■ Consignes:
Citez mot pour mot le passage du texte sur la loi relative au partage de la valeur compris entre "La question du" et "mais jamais terminée.", ces deux bornes incluses.

■ Texte fourni:
• • • • •

La loi de transposition de l’ANI du 10 février 2023 sur le partage de la valeur est publiée !

La loi n°2023-1107 du 29 novembre 2023 portant transposition de l’Accord National Interprofessionnel du 10 février 2023 sur le partage de la valeur au sein de l’entreprise vise à améliorer l'équilibre entre travail et capital, en particulier dans les TPE-PME.
Elle introduit un nouveau dispositif le PPVE, inspiré des "Phantom Stocks Plan", elle crée une obligation de négocier sur l’augmentation exceptionnelle du bénéfice, elle autorise une dérogation à la formule légale de la participation pour certaines entreprises, elle prolonge le régime d’exonération de la PPV, elle crée une obligation d’instituer un dispositif de partage de la valeur, elle sécurise les avances sur intéressement et participation et développe l’actionnariat salarié.

La loi n°2023-1107 du 29 novembre 2023 portant transposition de l’accord national interprofessionnel relatif au partage de la valeur au sein de l’entreprise du 10 février 2023, adoptée par l’Assemblée nationale le 22 novembre 2023, vient d’être publiée au JORF n°0277 du 30 novembre 2023. 

Les entreprises vont devoir rapidement ouvrir le chantier du partage de la valeur.  

La question du partage de la valeur au sein de l’entreprise est une tâche ancienne (intéressement en 1959, participation aux résultats en 1967, plan d’épargne salariale en 1967) régulièrement recommencée (pour les plus récentes : loi Pacte de 2019 et loi sur la protection du pouvoir d’achat de 2022) mais jamais terminée.

• • • • •

■ Jeu de données:
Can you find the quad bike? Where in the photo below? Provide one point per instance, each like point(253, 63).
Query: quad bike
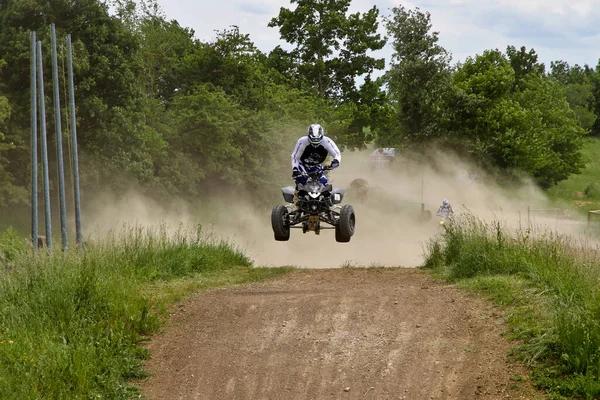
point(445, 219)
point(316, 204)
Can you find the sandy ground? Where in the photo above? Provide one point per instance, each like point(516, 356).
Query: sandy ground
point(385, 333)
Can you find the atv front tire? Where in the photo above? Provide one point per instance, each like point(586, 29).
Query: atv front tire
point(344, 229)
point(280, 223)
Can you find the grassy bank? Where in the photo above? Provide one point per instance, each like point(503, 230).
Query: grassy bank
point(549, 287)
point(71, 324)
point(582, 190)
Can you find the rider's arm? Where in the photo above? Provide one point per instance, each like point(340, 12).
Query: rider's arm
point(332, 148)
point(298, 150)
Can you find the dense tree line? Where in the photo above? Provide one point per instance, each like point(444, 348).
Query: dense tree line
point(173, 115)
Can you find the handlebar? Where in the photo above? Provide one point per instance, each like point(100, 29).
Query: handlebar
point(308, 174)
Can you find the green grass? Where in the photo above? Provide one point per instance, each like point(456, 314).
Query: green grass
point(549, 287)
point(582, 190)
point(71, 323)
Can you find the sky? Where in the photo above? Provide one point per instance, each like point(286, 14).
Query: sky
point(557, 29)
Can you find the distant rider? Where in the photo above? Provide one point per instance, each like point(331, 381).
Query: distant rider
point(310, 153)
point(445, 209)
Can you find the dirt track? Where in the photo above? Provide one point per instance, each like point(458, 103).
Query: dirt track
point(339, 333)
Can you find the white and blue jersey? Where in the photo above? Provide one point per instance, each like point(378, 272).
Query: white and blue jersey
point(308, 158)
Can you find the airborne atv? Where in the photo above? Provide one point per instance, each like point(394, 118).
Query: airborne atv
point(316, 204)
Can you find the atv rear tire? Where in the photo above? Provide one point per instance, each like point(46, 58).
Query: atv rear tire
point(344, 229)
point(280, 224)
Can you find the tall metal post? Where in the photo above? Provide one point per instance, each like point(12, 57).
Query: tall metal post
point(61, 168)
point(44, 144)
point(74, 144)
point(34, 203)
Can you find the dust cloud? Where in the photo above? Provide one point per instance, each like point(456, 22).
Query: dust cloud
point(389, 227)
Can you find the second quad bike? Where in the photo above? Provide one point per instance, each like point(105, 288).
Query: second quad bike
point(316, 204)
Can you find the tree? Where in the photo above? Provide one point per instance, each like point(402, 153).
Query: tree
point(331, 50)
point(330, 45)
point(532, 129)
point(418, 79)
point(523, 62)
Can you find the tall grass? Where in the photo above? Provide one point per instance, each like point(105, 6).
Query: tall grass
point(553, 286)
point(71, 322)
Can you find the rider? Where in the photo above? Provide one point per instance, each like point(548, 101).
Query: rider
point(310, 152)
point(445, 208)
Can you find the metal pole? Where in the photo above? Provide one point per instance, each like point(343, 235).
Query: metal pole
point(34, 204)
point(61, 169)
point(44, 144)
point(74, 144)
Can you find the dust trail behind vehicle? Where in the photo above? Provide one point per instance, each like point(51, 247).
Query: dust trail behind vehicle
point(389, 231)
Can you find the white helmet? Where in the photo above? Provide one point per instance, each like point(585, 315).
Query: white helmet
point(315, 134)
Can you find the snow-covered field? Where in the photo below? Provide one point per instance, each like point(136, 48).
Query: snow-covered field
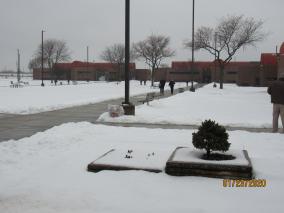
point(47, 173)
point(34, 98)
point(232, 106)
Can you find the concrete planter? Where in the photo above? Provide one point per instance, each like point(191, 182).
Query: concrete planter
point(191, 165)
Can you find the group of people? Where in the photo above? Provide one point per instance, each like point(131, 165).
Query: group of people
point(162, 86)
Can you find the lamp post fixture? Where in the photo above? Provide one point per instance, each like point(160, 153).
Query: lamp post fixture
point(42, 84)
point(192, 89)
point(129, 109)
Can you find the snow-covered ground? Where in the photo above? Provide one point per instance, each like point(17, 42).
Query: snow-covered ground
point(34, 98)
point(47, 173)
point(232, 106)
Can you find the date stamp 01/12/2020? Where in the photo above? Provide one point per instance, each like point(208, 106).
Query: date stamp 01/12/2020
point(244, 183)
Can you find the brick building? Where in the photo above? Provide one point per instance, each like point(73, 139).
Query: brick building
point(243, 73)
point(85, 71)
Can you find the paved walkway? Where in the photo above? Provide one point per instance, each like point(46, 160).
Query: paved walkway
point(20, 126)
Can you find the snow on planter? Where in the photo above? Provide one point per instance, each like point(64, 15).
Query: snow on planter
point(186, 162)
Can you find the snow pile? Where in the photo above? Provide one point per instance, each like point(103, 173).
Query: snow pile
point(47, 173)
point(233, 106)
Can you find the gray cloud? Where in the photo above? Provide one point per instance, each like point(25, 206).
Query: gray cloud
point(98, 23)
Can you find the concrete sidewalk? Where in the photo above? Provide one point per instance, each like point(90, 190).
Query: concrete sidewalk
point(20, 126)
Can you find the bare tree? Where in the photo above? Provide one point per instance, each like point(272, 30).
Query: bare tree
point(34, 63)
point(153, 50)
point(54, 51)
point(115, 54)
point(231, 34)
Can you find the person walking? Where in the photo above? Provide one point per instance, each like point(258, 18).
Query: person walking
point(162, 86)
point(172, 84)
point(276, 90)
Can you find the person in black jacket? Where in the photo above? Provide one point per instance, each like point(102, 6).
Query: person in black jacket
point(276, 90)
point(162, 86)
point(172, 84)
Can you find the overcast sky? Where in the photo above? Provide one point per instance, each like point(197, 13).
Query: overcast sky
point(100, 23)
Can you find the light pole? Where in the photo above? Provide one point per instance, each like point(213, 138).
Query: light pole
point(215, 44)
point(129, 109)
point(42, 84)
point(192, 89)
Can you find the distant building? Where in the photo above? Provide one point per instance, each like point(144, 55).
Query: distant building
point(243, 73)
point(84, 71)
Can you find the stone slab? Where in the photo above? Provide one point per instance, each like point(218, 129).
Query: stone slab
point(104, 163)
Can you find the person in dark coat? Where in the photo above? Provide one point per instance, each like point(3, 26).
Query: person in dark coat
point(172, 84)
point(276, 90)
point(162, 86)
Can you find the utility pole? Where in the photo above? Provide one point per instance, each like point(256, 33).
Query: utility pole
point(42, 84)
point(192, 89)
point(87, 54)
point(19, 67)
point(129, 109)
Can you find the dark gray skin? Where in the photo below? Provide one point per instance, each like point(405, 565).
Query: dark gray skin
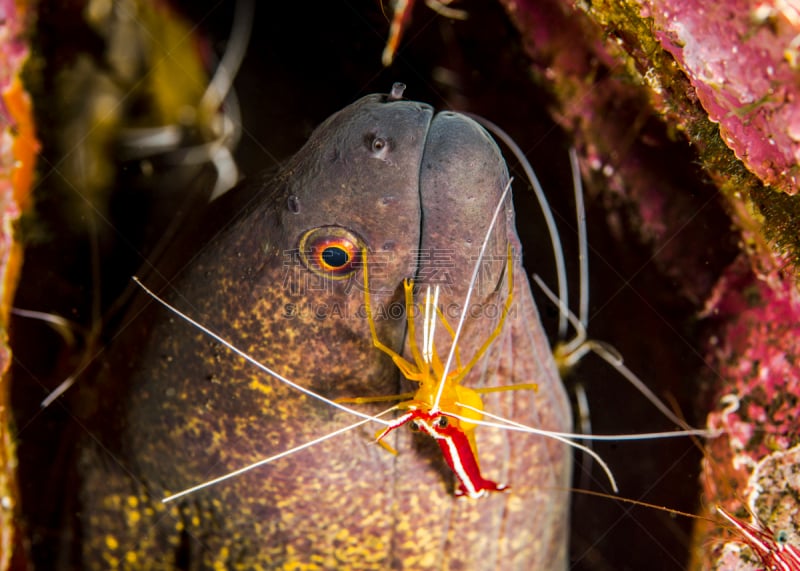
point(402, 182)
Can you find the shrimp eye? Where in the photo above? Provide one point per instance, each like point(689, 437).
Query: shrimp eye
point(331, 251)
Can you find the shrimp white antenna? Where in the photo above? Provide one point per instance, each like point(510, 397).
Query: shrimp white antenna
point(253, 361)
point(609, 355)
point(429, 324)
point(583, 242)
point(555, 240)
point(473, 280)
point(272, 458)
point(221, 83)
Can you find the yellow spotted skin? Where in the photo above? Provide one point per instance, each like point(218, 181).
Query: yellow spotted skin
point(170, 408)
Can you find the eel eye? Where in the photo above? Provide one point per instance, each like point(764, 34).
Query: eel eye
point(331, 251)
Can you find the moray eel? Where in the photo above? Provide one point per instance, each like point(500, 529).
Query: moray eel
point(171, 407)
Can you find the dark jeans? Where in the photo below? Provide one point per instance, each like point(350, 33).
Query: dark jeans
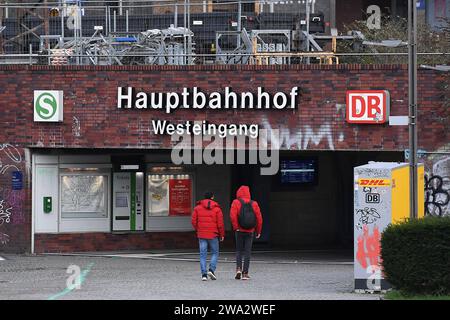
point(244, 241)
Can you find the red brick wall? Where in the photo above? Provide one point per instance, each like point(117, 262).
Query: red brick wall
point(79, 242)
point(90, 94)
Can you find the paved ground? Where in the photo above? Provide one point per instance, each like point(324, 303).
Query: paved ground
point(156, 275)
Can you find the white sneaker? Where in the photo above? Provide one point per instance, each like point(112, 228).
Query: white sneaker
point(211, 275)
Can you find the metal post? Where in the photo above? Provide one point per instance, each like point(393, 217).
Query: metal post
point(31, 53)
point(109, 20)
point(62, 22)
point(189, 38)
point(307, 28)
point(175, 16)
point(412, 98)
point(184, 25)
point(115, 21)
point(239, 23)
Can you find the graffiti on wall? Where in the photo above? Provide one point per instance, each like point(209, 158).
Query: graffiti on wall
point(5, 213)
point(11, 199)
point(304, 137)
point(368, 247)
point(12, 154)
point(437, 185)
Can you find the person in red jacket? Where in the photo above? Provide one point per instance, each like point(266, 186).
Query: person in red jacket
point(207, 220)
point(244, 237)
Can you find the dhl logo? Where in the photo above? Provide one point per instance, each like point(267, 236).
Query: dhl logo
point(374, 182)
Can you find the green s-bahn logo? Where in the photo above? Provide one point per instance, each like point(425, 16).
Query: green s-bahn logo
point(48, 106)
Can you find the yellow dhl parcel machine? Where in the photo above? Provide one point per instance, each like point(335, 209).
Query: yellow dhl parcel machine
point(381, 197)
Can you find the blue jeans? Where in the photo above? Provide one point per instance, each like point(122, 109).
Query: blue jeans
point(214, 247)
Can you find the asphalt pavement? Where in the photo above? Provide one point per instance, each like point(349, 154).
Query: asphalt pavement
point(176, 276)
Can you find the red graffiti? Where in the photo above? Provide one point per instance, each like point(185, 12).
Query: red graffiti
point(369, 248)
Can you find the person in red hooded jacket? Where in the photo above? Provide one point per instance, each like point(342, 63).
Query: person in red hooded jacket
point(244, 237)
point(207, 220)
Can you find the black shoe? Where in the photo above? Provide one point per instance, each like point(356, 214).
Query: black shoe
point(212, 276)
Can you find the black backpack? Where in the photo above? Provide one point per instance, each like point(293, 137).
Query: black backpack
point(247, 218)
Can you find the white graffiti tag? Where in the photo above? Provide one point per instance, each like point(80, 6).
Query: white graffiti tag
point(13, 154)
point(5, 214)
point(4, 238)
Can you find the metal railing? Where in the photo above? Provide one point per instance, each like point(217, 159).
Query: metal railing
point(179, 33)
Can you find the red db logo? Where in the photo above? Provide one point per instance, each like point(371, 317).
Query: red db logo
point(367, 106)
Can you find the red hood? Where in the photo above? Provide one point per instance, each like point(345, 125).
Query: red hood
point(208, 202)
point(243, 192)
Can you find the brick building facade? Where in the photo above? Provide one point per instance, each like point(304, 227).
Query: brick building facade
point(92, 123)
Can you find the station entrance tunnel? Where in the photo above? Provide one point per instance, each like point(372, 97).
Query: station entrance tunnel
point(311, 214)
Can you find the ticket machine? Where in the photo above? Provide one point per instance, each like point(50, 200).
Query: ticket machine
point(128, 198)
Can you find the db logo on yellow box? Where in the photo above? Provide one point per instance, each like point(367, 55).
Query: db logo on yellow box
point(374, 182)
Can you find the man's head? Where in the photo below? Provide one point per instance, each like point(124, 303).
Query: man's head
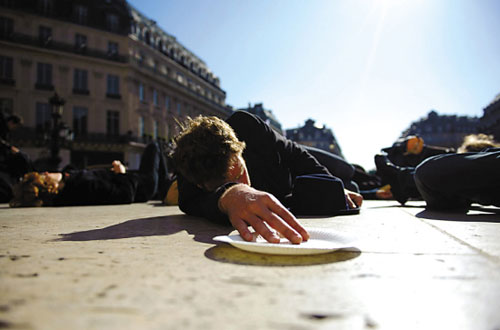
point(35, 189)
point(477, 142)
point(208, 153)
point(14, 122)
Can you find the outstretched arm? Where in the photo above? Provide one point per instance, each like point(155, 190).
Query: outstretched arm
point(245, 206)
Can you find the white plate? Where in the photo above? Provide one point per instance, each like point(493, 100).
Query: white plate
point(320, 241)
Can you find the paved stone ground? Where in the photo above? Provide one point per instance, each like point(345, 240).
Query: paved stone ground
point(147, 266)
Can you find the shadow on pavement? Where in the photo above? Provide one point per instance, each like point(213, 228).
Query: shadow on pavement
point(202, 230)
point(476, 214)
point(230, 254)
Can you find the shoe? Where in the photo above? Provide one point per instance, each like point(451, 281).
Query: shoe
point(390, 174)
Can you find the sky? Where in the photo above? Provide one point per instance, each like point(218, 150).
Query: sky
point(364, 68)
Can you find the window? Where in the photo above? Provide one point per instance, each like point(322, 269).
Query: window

• • • • •

■ Corrigé:
La question du partage de la valeur au sein de l’entreprise est une tâche ancienne (intéressement en 1959, participation aux résultats en 1967, plan d’épargne salariale en 1967) régulièrement recommencée (pour les plus récentes : loi Pacte de 2019 et loi sur la protection du pouvoir d’achat de 2022) mais jamais terminée.